[Records from a data source]
★ ★ ★ ★ ★
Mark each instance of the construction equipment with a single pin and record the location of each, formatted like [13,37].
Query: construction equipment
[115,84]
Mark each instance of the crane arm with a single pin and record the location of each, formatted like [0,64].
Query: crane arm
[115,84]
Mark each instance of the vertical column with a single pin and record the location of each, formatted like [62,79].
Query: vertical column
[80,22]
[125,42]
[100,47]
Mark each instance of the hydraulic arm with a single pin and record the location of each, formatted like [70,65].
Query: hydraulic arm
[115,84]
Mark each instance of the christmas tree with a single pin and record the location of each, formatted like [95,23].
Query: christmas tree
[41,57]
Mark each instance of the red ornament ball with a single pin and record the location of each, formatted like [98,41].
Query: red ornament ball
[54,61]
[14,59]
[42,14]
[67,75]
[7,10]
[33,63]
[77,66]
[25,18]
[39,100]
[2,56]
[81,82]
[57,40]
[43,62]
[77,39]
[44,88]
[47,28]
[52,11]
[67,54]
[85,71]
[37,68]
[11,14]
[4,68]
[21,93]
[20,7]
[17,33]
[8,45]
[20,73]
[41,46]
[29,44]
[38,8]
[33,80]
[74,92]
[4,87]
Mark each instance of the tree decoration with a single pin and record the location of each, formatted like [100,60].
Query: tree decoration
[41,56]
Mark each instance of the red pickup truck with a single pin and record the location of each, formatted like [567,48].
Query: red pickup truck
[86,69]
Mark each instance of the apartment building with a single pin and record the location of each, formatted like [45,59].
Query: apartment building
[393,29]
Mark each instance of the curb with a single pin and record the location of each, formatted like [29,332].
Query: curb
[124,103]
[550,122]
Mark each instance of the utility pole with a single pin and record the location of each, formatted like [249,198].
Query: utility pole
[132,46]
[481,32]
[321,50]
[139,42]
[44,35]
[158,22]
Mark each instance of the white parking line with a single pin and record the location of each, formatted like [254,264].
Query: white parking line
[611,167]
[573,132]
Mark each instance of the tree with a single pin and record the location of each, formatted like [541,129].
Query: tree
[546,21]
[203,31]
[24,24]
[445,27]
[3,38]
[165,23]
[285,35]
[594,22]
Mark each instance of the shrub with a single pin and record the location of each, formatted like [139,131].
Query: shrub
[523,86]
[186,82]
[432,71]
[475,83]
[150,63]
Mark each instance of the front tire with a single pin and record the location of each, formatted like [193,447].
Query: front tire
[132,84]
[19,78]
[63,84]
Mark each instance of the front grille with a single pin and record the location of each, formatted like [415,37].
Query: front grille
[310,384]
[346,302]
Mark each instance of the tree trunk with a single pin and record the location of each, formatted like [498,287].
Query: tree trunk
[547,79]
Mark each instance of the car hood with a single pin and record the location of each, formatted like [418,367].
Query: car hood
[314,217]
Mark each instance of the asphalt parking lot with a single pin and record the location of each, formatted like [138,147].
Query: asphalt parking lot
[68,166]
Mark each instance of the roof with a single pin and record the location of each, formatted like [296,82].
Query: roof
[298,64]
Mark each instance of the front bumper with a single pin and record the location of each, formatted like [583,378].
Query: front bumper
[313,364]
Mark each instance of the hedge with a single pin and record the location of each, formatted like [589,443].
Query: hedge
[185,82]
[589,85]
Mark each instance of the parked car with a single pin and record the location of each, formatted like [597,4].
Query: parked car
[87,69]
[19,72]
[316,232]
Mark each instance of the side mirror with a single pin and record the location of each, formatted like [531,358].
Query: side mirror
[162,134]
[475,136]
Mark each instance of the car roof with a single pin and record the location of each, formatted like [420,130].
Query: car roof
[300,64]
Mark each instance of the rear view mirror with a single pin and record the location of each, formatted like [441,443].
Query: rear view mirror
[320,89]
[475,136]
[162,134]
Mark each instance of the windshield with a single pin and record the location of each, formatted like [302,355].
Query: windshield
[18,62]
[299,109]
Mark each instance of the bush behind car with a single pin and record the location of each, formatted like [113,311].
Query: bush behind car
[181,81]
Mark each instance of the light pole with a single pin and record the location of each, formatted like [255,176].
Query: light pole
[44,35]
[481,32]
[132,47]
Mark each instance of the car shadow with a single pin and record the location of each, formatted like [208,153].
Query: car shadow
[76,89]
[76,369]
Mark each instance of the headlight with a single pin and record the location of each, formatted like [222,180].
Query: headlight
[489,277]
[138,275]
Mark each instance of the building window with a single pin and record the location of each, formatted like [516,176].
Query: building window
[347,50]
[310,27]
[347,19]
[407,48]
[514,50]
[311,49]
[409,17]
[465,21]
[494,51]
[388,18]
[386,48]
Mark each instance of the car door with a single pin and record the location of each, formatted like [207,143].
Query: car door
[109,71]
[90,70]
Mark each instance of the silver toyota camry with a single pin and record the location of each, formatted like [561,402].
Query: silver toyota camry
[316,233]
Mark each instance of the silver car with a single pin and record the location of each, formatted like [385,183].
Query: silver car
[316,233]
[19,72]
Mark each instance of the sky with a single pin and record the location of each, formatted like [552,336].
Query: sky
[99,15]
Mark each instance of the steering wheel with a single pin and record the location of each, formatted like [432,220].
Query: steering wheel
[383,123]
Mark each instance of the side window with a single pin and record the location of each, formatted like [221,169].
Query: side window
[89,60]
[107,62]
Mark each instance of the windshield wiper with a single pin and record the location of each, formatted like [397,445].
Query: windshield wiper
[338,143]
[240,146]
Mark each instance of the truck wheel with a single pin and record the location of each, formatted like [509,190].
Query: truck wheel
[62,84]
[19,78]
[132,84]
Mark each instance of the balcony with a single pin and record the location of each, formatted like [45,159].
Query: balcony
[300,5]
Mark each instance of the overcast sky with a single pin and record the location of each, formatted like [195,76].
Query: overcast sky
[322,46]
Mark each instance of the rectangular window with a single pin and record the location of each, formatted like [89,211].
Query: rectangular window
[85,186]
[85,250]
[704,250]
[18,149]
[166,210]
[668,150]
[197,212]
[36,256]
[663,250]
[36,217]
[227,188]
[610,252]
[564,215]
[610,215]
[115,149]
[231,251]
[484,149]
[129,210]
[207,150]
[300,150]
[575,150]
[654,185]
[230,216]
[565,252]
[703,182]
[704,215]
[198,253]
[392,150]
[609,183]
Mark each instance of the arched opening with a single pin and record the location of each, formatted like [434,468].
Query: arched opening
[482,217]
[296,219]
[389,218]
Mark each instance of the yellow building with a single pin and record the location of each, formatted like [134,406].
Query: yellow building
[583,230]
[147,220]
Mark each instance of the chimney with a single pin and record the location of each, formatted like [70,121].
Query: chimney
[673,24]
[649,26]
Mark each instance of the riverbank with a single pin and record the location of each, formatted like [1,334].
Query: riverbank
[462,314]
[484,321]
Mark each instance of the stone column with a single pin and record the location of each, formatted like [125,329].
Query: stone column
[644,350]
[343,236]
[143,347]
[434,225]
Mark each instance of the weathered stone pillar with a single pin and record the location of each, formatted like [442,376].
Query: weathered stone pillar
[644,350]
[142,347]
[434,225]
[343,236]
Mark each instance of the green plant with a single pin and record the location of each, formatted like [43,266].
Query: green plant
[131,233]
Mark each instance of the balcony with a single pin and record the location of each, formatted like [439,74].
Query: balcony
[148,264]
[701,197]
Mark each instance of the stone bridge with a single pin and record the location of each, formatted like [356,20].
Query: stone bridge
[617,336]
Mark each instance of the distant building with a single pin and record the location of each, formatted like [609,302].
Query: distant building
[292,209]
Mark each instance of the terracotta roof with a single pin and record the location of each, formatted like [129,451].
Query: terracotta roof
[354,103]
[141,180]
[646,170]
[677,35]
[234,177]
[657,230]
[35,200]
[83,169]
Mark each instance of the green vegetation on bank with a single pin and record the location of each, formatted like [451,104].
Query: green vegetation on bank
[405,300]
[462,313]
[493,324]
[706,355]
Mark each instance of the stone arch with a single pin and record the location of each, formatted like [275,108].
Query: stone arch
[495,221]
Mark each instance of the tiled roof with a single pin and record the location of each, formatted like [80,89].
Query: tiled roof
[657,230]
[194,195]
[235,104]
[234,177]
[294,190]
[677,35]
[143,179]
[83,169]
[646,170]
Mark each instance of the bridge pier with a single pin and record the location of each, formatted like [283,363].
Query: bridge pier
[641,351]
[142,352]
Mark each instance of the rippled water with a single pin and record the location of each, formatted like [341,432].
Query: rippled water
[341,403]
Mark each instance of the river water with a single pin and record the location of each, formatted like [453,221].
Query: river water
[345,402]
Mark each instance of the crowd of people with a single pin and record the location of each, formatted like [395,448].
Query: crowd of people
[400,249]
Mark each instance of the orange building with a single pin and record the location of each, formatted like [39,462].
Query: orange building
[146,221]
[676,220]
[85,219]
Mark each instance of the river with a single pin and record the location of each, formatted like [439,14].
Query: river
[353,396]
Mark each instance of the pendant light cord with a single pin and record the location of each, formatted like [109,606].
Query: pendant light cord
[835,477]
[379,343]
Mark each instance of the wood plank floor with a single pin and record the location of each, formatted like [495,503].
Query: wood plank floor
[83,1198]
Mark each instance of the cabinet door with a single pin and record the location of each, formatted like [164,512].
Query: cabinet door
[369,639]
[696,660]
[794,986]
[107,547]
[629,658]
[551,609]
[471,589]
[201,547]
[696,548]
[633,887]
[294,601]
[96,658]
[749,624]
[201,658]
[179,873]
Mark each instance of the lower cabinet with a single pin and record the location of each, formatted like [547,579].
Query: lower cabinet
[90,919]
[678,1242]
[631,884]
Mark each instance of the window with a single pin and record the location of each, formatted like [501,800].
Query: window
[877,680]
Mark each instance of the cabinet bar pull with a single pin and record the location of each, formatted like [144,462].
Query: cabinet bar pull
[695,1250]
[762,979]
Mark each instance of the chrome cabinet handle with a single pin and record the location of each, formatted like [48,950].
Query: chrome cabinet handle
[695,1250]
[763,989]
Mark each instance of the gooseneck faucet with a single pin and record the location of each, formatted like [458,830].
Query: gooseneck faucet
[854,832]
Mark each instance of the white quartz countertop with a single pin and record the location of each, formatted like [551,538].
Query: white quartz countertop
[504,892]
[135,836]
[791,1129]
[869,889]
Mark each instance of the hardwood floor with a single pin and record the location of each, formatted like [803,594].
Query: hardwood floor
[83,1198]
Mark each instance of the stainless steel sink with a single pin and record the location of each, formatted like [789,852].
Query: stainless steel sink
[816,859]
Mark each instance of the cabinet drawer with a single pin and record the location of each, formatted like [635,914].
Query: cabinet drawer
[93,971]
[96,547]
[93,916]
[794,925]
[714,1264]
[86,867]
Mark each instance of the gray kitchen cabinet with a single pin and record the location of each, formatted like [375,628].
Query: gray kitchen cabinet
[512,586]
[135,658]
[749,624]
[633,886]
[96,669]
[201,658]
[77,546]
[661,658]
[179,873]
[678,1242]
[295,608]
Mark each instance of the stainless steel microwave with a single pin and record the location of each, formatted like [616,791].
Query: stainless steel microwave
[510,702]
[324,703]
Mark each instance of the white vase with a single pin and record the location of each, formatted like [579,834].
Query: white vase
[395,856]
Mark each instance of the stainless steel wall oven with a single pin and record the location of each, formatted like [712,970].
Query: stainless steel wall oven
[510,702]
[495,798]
★ ★ ★ ★ ★
Look above for the line containing "Mark each instance of the stainless steel microwave"; copy from it through the last line, exactly, and nothing more.

Answer in full:
Mark each instance of the stainless steel microwave with a single pin and record the location of each, formatted like [616,791].
Query: stainless steel microwave
[510,702]
[324,703]
Mark each instance of the white vase with a single pin and record the location of each, formatted like [579,834].
Query: white vase
[395,856]
Mark each instance of the stainless steel wall oven with a single pin and record the location of each, formatted like [712,970].
Query: stainless steel wall oven
[510,702]
[495,798]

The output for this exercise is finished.